▶ _PAGE EXCERPT_:
____________

- Imperial Justice: Africans in empire’s court by Bonny Ibhawoh
At the heart of British imperial governance lay a tension between the universalist claims of British law and order and the need to accommodate and reenforce colonial difference. Ideological and practical considerations dictated the creation of hybrid legal systems in the colonies that theoretically dispensed British justice while allowing for so-called Native customs and customary law, so long as they were not “repugnant” to British morality. How this pluralism should function in practice was a source of perennial contestation, making the courts sites for what Bonny Ibhawoh calls the “adjudication of colonial difference” (4). Ibhawoh examines this process by studying cases brought before the Judicial Committee of the Privy Council (JCPC), which sat in London, and the next lower courts in British Africa, the West African Court of Appeals (WACA) and its East African equivalent (EACA). These three courts have been largely neglected by scholars, but as Ibhawoh notes, it was appellate judges who arbitrated how and to what extent Indigenous laws could be incorporated into British colonial jurisprudence. Appeals to these courts, thus, represented hard-fought contests between colonial officials, judges and African people over the social and political structure of the colonies, with empire-wide ramifications.
Imperial Justice provides readers with a general overview of the appeals courts from their foundation to their eclipse, but Ibhawoh’s analysis is centered on those “cases that epitomize the tensions between imported English law and indigenous customary laws” and the social and political contexts that surrounded their adjudication (20-21). Many of these appeals resulted from criminal trials involving some question of Native custom, but there were also civil suits, particularly land claims, that demonstrated similar tensions. Colonial courts were notoriously stacked against the colonized, but the appellate courts were intended to act as detached arbiters of colonial legality. Moreover, an appeal to the JCPC represented an appeal to the benevolent and impartial justice of the monarch, and this could not be an entirely hollow promise. The appellate judges understood that their remit was not only to dispense justice as they understood it but also to ensure the appearance of justice in the eyes of the colonized, which made these courts a key venue in which African people could challenge the colonial system from within.

____________

▶ _DATA LINES_:
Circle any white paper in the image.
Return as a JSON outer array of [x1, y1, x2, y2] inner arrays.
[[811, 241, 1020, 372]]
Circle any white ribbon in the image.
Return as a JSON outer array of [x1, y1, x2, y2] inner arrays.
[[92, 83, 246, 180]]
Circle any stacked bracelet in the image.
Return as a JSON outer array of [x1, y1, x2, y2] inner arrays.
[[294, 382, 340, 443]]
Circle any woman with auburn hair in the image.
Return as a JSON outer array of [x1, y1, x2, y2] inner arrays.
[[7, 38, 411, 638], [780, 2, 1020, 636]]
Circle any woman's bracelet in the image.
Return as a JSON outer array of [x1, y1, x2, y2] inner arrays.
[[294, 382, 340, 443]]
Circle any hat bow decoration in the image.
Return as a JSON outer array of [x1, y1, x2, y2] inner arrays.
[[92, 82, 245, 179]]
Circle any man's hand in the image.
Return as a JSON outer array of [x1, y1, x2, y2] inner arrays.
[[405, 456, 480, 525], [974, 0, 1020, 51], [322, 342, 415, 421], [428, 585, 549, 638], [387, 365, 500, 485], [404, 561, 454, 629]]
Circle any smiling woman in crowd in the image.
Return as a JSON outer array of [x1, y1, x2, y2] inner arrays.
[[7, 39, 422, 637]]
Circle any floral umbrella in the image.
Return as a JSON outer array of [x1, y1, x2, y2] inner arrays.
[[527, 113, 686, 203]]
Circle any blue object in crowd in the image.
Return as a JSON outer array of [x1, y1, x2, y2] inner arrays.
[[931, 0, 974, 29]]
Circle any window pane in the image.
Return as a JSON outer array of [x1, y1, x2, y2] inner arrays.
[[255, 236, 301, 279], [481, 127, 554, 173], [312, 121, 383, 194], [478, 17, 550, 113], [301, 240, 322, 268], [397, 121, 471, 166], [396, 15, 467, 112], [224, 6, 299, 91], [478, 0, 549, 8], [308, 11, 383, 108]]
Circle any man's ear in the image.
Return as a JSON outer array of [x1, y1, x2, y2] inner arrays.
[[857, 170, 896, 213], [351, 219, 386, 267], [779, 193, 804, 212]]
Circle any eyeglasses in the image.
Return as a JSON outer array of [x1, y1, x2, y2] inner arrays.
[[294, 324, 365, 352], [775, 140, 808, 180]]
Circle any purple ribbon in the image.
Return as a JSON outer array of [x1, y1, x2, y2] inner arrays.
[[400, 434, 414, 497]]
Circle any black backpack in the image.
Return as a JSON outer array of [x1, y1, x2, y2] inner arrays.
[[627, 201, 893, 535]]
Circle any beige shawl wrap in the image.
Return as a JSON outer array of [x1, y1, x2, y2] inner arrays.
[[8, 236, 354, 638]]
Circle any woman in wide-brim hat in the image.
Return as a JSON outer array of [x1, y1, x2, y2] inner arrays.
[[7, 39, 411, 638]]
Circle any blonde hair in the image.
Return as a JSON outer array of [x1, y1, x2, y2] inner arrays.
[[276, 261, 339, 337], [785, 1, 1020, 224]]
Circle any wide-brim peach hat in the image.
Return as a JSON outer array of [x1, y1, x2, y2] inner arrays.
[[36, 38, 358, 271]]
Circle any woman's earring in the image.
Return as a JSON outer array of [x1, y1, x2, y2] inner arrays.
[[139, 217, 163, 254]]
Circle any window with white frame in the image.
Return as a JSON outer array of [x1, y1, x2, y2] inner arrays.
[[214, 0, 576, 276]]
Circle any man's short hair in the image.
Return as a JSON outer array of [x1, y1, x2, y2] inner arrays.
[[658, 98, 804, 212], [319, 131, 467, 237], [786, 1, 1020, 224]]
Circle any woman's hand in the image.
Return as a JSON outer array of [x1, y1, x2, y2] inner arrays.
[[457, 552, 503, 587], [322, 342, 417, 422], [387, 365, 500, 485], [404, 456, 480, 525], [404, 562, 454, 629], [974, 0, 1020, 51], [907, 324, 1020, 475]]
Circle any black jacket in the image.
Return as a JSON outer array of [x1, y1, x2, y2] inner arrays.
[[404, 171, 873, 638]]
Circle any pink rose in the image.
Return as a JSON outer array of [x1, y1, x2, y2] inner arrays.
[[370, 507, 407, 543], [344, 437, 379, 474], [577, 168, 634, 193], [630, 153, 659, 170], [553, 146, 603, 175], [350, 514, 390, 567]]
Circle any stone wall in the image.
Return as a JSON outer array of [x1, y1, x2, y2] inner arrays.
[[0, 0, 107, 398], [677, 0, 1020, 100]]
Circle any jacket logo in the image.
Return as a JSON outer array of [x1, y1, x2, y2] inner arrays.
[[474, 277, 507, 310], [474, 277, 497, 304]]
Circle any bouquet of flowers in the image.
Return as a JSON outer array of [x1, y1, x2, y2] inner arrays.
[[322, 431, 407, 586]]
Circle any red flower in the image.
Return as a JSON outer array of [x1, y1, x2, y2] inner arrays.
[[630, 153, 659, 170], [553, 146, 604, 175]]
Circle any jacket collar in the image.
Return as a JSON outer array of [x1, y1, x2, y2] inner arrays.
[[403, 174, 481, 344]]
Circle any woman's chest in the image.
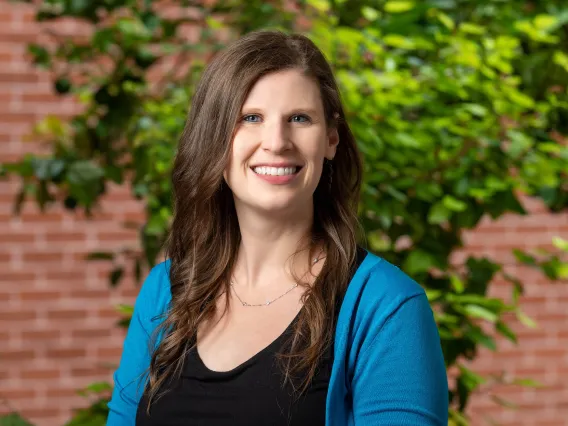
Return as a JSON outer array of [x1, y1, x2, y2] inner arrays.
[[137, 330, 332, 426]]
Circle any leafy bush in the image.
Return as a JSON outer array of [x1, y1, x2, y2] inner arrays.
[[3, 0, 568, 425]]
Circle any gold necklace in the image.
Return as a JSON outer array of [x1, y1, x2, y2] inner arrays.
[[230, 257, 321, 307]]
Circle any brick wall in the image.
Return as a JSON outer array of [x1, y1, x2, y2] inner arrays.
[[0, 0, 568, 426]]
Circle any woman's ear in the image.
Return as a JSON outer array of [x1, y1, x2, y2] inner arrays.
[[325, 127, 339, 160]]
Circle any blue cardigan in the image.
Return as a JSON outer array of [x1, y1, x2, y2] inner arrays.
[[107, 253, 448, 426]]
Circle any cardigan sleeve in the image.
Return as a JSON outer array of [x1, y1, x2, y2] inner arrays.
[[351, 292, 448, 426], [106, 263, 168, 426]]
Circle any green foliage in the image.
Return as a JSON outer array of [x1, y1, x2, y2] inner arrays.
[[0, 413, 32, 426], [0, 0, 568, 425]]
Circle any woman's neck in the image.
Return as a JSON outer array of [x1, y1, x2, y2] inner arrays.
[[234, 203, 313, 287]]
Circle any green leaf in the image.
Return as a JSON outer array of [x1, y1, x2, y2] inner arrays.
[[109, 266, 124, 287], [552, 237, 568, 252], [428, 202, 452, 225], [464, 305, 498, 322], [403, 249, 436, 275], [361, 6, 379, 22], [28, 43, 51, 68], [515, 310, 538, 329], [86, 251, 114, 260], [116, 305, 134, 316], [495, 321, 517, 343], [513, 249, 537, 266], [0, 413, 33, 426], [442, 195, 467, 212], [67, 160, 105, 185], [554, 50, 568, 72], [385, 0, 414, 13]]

____________

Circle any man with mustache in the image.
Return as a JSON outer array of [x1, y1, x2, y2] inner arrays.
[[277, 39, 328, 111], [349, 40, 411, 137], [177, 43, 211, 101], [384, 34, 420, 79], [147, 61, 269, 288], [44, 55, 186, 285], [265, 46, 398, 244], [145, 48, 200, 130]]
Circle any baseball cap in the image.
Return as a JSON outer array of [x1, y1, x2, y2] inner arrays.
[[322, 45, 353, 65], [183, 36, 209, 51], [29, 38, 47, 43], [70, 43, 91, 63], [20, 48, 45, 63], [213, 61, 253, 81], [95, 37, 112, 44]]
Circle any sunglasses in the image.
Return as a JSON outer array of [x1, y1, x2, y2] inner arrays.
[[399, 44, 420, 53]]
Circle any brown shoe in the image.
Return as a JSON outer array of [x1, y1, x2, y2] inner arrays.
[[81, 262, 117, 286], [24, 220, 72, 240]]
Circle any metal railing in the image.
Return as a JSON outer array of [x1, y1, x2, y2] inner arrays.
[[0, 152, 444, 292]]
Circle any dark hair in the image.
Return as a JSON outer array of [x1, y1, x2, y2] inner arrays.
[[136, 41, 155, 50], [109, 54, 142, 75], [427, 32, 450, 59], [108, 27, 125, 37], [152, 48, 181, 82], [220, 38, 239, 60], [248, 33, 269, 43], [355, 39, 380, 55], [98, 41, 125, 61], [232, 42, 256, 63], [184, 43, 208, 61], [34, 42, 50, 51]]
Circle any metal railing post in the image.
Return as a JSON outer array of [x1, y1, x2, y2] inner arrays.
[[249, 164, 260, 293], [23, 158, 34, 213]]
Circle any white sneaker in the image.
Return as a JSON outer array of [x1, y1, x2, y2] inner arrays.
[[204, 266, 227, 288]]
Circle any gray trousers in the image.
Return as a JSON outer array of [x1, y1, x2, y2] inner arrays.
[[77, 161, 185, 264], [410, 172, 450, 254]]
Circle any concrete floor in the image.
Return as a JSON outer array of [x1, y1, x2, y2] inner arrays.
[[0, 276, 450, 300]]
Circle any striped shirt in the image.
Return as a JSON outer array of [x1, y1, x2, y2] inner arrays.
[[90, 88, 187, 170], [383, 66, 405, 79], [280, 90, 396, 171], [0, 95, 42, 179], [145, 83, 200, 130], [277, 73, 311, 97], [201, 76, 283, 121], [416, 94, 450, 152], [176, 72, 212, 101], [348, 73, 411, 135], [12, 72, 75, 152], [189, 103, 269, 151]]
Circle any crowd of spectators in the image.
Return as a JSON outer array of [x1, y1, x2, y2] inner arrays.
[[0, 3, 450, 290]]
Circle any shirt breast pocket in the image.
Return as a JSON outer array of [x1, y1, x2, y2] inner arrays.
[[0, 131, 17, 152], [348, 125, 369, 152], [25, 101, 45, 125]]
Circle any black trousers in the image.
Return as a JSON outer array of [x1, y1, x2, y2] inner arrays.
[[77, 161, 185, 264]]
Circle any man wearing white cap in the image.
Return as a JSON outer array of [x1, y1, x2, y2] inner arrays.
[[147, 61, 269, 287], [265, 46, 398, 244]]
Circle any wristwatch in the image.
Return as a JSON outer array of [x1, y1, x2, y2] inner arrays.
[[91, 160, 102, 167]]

____________

▶ _TASK SET_:
1. Translate this sentence from the passage on colonial appeals courts in Africa into Spanish: "Colonial courts were notoriously stacked against the colonized, but the appellate courts were intended to act as detached arbiters of colonial legality."
2. Please extend the passage on colonial appeals courts in Africa, picking up after its final sentence.
The data is separate material from the passage on colonial appeals courts in Africa.

▶ _RESPONSES IN ORDER_:
1. Los tribunales coloniales estaban notoriamente sesgados en contra de los colonizados, pero los tribunales de apelación estaban concebidos para actuar como árbitros imparciales de la legalidad colonial.

2.
Because of the costs of appealing cases to this level, the courts were largely available only to elites, though that included both “traditional” authorities as well as the colonial educated elite. Of particular interest, though, are those instances when a community believed a case to be of such importance that they collectively funded an appeal, whether it was because the case affected the community as a whole or had particularly grave consequences for one of their number, such as a capital trial. Equally enlightening are the moments when what constituted customary law came into dispute. In one murder case, Rex v Ndembera, a female witness’s testimony contradicted the explanation of custom provided by the Native assessors, men recognized by the courts as authorities on the traditions of their people. The lowercourt judge ignored the woman’s testimony, but, remarkably, the EACA bench overturned his ruling on these grounds. As Ibhawoh stated, the judges “seemed keenly aware of the possibility of patriarchal and generational biases in the opinions of the male assessors” and concluded that the “accused must be given ample opportunity to challenge the opinion of court-appointed assessors on native customs” (79-80). Rulings such as this created minute openings through which non-elites could challenge the colonial social order, but as the aim of these courts was the appearance of impartiality, such challenges struck at colonial authority while upholding broader imperial bonds.
When it came to JCPC appeals, this unifying side of the court’s work reached well beyond Britain’s African colonies, because the precedents the Privy Council established applied to every colony in the empire. In fact, under the common law system, these precedents are still applicable in Britain’s former colonies, even though the vast majority have abolished the right...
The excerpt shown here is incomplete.